::: 記事 :::

条例

宍粟市自治基本条例

自治体データ

自治体名 宍粟市 自治体コード 28227
都道府県名 兵庫県 都道府県コード 00028
人口(2015年国勢調査) 34,819人

条例データ

条例本文

○宍粟市自治基本条例
平成23年3月11日条例第4号
宍粟市自治基本条例
目次
前文
第1章 総則(第1条―第5条)
第2章 まちづくりの担い手
第1節 市民の権利と責務(第6条・第7条)
第2節 市議会の権限と責任(第8条・第9条)
第3節 市の執行機関の権限と責任(第10条―第12条)
第3章 まちづくりの仕組み
第1節 情報共有の仕組み(第13条―第15条)
第2節 参画と協働の仕組み(第16条―第21条)
第3節 市民活動(第22条・第23条)
第4章 市政運営(第24条―第33条)
第5章 広域的な連携と交流(第34条・第35条)
第6章 条例の検証と見直し(第36条)

::: 保存データ :::

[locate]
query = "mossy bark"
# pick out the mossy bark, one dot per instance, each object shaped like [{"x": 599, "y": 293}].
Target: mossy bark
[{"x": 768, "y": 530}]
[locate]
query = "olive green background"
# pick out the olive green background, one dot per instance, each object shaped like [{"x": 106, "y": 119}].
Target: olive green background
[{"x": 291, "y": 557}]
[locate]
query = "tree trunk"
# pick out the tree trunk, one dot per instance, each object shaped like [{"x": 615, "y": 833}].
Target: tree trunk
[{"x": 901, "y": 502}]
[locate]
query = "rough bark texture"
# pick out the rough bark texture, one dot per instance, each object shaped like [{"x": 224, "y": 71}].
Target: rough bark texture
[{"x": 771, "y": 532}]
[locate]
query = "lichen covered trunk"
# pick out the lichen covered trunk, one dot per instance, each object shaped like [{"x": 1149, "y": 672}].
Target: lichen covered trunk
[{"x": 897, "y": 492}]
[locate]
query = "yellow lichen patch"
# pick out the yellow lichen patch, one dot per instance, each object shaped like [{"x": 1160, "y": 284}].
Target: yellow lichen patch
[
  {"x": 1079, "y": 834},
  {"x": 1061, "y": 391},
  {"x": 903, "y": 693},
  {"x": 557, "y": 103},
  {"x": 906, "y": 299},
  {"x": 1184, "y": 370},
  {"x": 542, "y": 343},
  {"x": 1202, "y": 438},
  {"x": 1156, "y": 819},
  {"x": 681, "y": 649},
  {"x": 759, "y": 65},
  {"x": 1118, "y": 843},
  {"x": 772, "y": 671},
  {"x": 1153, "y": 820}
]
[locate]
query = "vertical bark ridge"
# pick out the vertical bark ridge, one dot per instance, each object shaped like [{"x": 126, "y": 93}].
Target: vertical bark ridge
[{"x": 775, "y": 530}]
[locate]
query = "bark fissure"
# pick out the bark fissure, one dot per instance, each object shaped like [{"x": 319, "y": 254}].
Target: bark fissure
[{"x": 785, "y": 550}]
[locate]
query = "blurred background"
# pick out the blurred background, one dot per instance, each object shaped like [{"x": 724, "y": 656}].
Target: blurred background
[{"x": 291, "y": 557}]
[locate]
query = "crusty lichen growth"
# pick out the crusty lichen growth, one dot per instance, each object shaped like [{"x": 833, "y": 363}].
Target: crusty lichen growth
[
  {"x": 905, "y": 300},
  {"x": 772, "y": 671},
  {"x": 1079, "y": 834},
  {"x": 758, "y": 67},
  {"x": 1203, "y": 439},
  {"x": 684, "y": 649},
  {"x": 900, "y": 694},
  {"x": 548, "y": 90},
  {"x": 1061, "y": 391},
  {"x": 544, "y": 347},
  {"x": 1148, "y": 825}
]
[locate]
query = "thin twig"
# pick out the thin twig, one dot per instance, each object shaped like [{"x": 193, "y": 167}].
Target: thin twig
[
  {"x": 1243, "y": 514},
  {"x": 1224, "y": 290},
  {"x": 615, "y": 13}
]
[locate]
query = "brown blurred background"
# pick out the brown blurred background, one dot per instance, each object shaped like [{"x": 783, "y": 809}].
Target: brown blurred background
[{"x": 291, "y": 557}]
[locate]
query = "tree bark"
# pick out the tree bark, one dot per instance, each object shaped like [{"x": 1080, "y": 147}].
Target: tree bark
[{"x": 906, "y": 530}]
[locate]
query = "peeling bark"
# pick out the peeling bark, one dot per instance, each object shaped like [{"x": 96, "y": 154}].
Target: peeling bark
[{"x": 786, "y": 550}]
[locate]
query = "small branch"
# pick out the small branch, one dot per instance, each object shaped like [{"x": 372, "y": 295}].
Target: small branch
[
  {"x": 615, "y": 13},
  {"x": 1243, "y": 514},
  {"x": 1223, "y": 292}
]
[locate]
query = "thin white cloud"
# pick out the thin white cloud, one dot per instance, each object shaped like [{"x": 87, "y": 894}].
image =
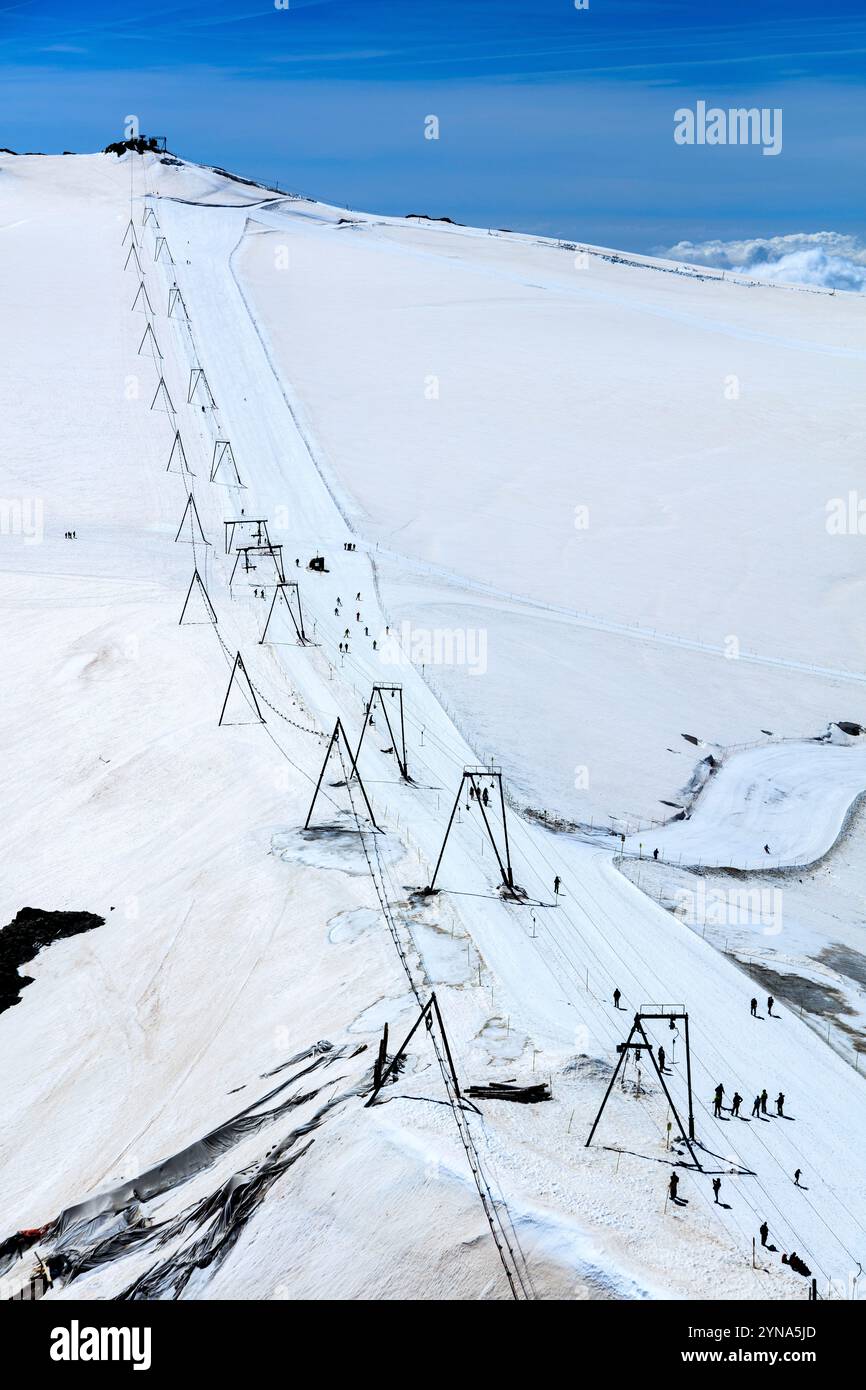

:::

筆記課題 | 上にある宍粟市自治基本条例の記事から、「第3節 市の執行機関の権限と責任(第10条―第12条)」で始まり「第6章 条例の検証と見直し(第36条)」で終わる部分を、一字も変えずにもう一度書き出してください。

課題の出力 |
第3節 市の執行機関の権限と責任(第10条―第12条)
第3章 まちづくりの仕組み
第1節 情報共有の仕組み(第13条―第15条)
第2節 参画と協働の仕組み(第16条―第21条)
第3節 市民活動(第22条・第23条)
第4章 市政運営(第24条―第33条)
第5章 広域的な連携と交流(第34条・第35条)
第6章 条例の検証と見直し(第36条)